Write every entry out again exactly, please, and skip the pictures.
--
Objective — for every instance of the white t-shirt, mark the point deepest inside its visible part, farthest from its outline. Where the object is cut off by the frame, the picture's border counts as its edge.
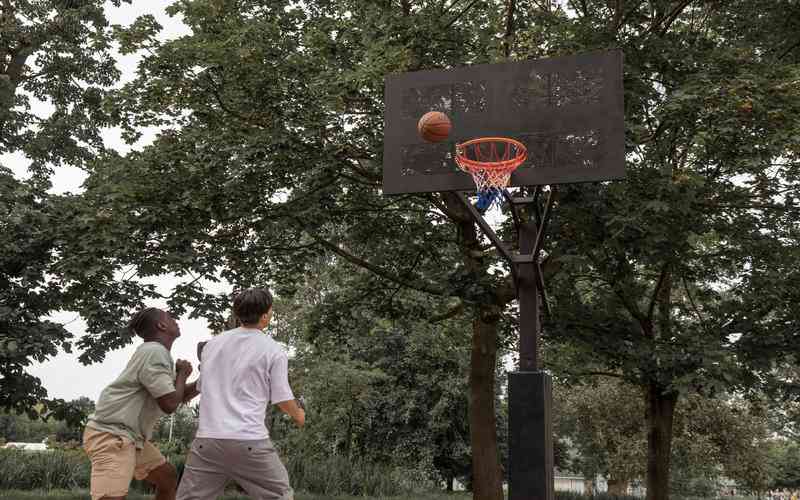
(242, 371)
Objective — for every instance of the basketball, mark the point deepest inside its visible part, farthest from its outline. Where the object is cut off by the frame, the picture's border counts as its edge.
(434, 126)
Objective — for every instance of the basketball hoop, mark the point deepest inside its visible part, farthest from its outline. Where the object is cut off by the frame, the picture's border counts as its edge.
(490, 161)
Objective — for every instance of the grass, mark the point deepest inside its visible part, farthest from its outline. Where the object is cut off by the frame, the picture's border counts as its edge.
(83, 495)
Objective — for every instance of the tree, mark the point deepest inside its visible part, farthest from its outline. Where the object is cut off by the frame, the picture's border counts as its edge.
(272, 117)
(713, 438)
(56, 54)
(660, 274)
(395, 394)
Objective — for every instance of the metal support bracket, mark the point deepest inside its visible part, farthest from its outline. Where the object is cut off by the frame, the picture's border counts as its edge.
(515, 259)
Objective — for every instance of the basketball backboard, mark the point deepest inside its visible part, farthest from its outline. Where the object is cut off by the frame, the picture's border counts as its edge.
(567, 111)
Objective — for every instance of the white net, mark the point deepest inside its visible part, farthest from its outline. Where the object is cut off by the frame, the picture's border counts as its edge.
(490, 161)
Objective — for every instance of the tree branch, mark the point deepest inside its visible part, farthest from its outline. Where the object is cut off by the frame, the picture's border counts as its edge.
(656, 290)
(458, 16)
(422, 287)
(512, 5)
(452, 313)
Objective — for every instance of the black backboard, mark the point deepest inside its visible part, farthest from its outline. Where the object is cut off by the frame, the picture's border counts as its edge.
(568, 111)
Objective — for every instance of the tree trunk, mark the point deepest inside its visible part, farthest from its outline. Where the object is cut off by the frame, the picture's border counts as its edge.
(486, 474)
(617, 487)
(659, 417)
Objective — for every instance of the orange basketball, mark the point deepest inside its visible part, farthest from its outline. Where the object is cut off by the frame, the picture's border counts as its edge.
(434, 126)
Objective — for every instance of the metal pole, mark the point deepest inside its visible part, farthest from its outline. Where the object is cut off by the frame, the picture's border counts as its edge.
(530, 428)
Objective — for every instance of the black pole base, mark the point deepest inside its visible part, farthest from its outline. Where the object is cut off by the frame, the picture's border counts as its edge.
(530, 436)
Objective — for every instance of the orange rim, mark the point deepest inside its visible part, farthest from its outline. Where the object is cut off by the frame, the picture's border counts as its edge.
(507, 163)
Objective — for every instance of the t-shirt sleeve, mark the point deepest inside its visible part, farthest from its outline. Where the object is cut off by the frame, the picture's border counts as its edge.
(279, 390)
(156, 374)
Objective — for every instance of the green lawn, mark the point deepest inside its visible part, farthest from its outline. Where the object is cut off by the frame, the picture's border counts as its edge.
(83, 495)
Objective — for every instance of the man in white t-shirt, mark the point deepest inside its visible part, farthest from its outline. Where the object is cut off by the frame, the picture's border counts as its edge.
(242, 371)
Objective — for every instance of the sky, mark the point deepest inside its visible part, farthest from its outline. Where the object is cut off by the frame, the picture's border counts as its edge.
(64, 376)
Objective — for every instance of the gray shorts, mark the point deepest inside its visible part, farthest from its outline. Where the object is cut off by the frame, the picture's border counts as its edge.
(254, 465)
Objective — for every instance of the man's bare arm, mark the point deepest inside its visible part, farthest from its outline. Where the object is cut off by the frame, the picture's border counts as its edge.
(292, 409)
(190, 392)
(170, 402)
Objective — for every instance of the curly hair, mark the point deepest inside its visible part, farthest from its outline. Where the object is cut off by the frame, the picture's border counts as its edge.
(144, 322)
(249, 305)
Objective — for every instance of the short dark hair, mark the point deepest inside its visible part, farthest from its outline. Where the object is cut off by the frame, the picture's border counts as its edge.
(143, 323)
(250, 304)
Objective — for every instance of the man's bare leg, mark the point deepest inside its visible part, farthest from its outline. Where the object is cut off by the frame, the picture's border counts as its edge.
(165, 479)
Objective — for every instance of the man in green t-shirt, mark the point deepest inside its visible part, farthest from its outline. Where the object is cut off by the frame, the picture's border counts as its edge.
(117, 435)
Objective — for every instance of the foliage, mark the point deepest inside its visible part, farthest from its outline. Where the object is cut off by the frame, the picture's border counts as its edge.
(58, 53)
(81, 495)
(184, 426)
(783, 459)
(21, 428)
(682, 278)
(44, 470)
(56, 67)
(394, 394)
(713, 437)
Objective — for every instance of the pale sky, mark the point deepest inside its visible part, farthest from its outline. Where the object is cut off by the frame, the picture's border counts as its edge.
(63, 376)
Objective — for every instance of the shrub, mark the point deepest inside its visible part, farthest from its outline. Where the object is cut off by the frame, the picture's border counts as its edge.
(56, 469)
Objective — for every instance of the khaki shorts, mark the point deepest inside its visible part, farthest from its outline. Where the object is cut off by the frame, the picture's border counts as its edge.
(115, 461)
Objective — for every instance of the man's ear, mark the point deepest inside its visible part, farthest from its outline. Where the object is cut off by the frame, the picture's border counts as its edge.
(161, 325)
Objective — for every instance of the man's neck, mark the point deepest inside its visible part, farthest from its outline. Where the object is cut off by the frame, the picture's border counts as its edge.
(165, 341)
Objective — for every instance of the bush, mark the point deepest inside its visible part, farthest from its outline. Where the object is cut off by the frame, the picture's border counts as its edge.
(336, 475)
(56, 469)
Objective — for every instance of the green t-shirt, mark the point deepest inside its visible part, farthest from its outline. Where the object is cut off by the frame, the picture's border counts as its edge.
(128, 406)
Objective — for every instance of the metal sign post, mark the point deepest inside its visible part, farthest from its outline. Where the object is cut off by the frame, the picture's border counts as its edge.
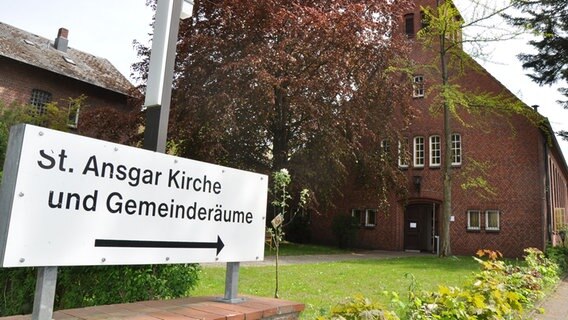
(44, 293)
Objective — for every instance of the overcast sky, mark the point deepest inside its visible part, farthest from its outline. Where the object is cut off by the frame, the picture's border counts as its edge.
(106, 28)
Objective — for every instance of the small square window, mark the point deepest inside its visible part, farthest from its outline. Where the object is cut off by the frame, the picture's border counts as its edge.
(39, 99)
(492, 222)
(73, 115)
(370, 217)
(356, 217)
(473, 220)
(418, 87)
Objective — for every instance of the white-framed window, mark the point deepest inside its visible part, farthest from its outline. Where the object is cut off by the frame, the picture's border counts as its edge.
(435, 151)
(39, 99)
(456, 149)
(364, 217)
(419, 152)
(385, 146)
(418, 86)
(370, 217)
(409, 25)
(492, 222)
(473, 220)
(403, 153)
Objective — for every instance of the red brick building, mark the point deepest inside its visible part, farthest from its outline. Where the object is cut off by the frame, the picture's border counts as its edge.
--
*SOLUTION FOR THIS EXERCISE*
Objective — for every instance of the white t-shirt, mark the point deepest inside its visible part, farthest from its outline. Where the object is cut off by the frame, the picture's border counts as its edge.
(242, 371)
Objective — for every instance of the basketball, mark the point deepest inside its visible part, farthest from its outline. Where the object is cut off by the frame, the picture's border counts as its edge.
(434, 126)
Objective — for every instance of the basketball hoop, mark the point deepest inside its visible part, farthest from its outline. Where the object is cut off by the frame, the picture's border counts as its edge.
(490, 161)
Objective — for every instance of the grass, mark the point deepest inside its visible part, farthest from its outline. Where the object is cut off by the frame, the picture's border counts as its edge.
(83, 495)
Objective — for every instance of the tree, mark the point deepest inside its visible part, farthest from its outline. Where the object is cut off by the frame, the picture's border counts as its edge.
(272, 117)
(713, 438)
(56, 54)
(660, 274)
(395, 394)
Objective — for every instance of the metal support bracket, mark the point deepest inside its visible part, farthest from its outline. Where the object is cut off by the frame, the picture's border counts as its edge.
(515, 259)
Objective — for every instance of the basketball backboard, mark the point deepest inside its visible part, farthest from its outline. Where the object is cut off by the frame, the picture's border counts as its edge.
(567, 111)
Objective — for every instance of the white net, mark the point deepest inside its visible part, farthest from its outline. Where the object is cut off by the frame, the picture's border counts as its edge.
(490, 161)
Objective — for every instance of the tree branch, mark the point deepest inside its visible part, farthest from its outline. Where the object is cut off by the frame, the picture's border counts as its edge.
(656, 290)
(458, 16)
(422, 287)
(512, 5)
(452, 313)
Objective — for every instance of the black backboard, mark the point deepest inside its visible part, farthest from its outline. Where the object is cut off by the frame, the picture's border counts as its edge.
(568, 111)
Objective — for every instance of the tree trunk, mark the point deepest inside its visible part, farthest from its outline. Where the object is cut off by the frame, the picture's border counts as its edge.
(486, 474)
(617, 487)
(659, 417)
Objective — for every instance of the orange basketball, mark the point deepest inside its visible part, farthest from its outline. Where the object is cut off by the frame, the picture's border counts as its edge.
(434, 126)
Objective — for every instance of the metal pole, mark the point deepest inside its visible part, farthest from its outline. Where the object is cut off by the frame, the picture's border counts as its edge.
(530, 428)
Objective — for every instance of the black pole base, mark the point deepest inside its visible part, farthest from its outline. Where the object is cut off by the frame, the picture's border counts as its edge.
(530, 436)
Objective — for every instance of the orange rim, mark the point deepest inside its visible part, farthest from its outline. Where the object is cut off by the frame, the picture's border counts as its edge.
(507, 163)
Objective — for every instance of the t-shirt sleeve, mark the point deepest inside its visible part, farthest from its outline. Where the object is cut off by the frame, the picture's border counts as its edge.
(279, 390)
(156, 374)
Objective — for every instance of the green lawn, mark the point deepest inside its visible part, farthest from its outline. Where the object is cut off by the frame, the picture's border counts as its edge.
(83, 495)
Objective — for every instance of the man in white t-shirt, mark the point deepest inside its visible part, farthest from its outline. Where the object is cut off by the frame, the picture's border counts as its edge.
(242, 371)
Objective — for every instance of the sky, mark the point deepest inside its visible part, farthest from its outline. Where the object is cut off by the frame, the picture's border counts as its edge.
(64, 376)
Objective — for every instance of the gray shorts, mark the point deepest inside its visible part, farthest from its outline. Where the object is cut off by the frame, the picture's border counts as its edge.
(254, 465)
Objective — for every instance of the man's bare arm, mark the point deepest inside its visible part, farthest from its outline. Where the object is cut off by the frame, the picture's border counts as its edge.
(292, 409)
(190, 392)
(170, 402)
Objective — for every instance of the curly hair, mark the point deepest inside its visible part, farthest from its outline. Where the object is cut off by the frame, the picture's border counts as its edge.
(144, 322)
(249, 305)
Objective — for every instance of the short dark hair, mark the point deepest inside its visible part, farthest from its outline. Where the object is cut off by the frame, the picture's border counts as its edge.
(143, 323)
(250, 304)
Objective — for every instance of the man's bare leg, mark the point deepest inside its visible part, farthest from its outline. Where the object is cut off by the frame, the picture's border counts as its edge.
(165, 479)
Objective — for every instance of the man in green t-shirt, mark the point deepest inside its visible part, farthest from its outline. Where the object is cut off by the frame, the picture's border counts as its edge.
(117, 435)
Objective — for every instance of the foliage, mark the point deepest inside its visible part, farthest from its outline. Where the object is cut off by the frame, the picture's border counts as its edge.
(58, 53)
(81, 495)
(184, 426)
(783, 459)
(21, 428)
(682, 278)
(44, 470)
(56, 67)
(394, 394)
(713, 437)
Objective — for every instance of the pale sky, mark the point deepest inside its visible part, farthest from its outline. Where the object is cut off by the frame, the picture's border counts as its edge.
(63, 376)
Objective — for every instance of the shrub, mark the point deepest inside its visible part, farthest from its outline. Where the object is cut off by the frame, the picture's border counts as its edge.
(56, 469)
Objective — for every instance of the khaki shorts, mark the point deepest inside its visible part, farthest from its outline. Where the object is cut off by the frame, the picture's border counts as its edge.
(115, 461)
Objective — for every instance of the man's ear, mark the point deepest inside its visible part, farthest from its outline. Where the object is cut off by the frame, the picture's border counts as its edge.
(161, 325)
Objective — for every instance of the man's neck, mark the point deepest inside its visible part, farthest from its outline. Where the object is cut off by the frame, the picture's border counts as its edge.
(165, 341)
Objective — for every instance of the bush, mark the point deepest inside its visible part, farthest from its outline. Where the object is cut off by the frame, the picture's border counts as its edge.
(336, 475)
(56, 469)
Objective — for every instance of the green t-shirt, mark the point deepest inside its visible part, farthest from its outline. Where the object is cut off by the frame, the picture's border counts as its edge.
(128, 406)
Objective — for every instance of the metal sign post, mark the point deepest inside its visible part, farthest from its outline. Where the object is cut off by the frame, the picture's border counts as its edge.
(44, 293)
Objective — for every instance of the overcast sky, mark the point deepest inside its visible part, farthest from its outline. Where the object is cut off by the frame, the picture's border counts as its edge.
(106, 28)
Objective — for every instance of the small square window, mark the point deepest inside its visible part, farthest from its outline. Where the object is cut off by the frame, the picture's border counts as its edge.
(39, 99)
(492, 222)
(73, 115)
(370, 217)
(356, 217)
(473, 220)
(418, 87)
Objective — for every instance of the white-framed window, mark the point deepest inside its visible part, farthest from its outline. Where the object is cut off by the frame, the picture's border counts as its edge.
(435, 151)
(39, 99)
(456, 149)
(364, 217)
(419, 152)
(385, 146)
(418, 86)
(370, 217)
(409, 25)
(492, 222)
(473, 220)
(403, 153)
Objective — for every instance of the red brick building, mark the point deepest inside its visible part, farthest from its outline. Where the object is cut off by the frame, the picture's border counts as its edge.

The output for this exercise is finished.